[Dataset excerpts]
+-------+
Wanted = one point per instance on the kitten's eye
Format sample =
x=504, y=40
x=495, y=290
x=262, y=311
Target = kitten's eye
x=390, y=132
+-------+
Assignment
Return all of the data above verbatim.

Task response
Wanted = one point per instance on the kitten's eye
Format sample =
x=504, y=40
x=495, y=290
x=262, y=311
Target = kitten's eye
x=390, y=132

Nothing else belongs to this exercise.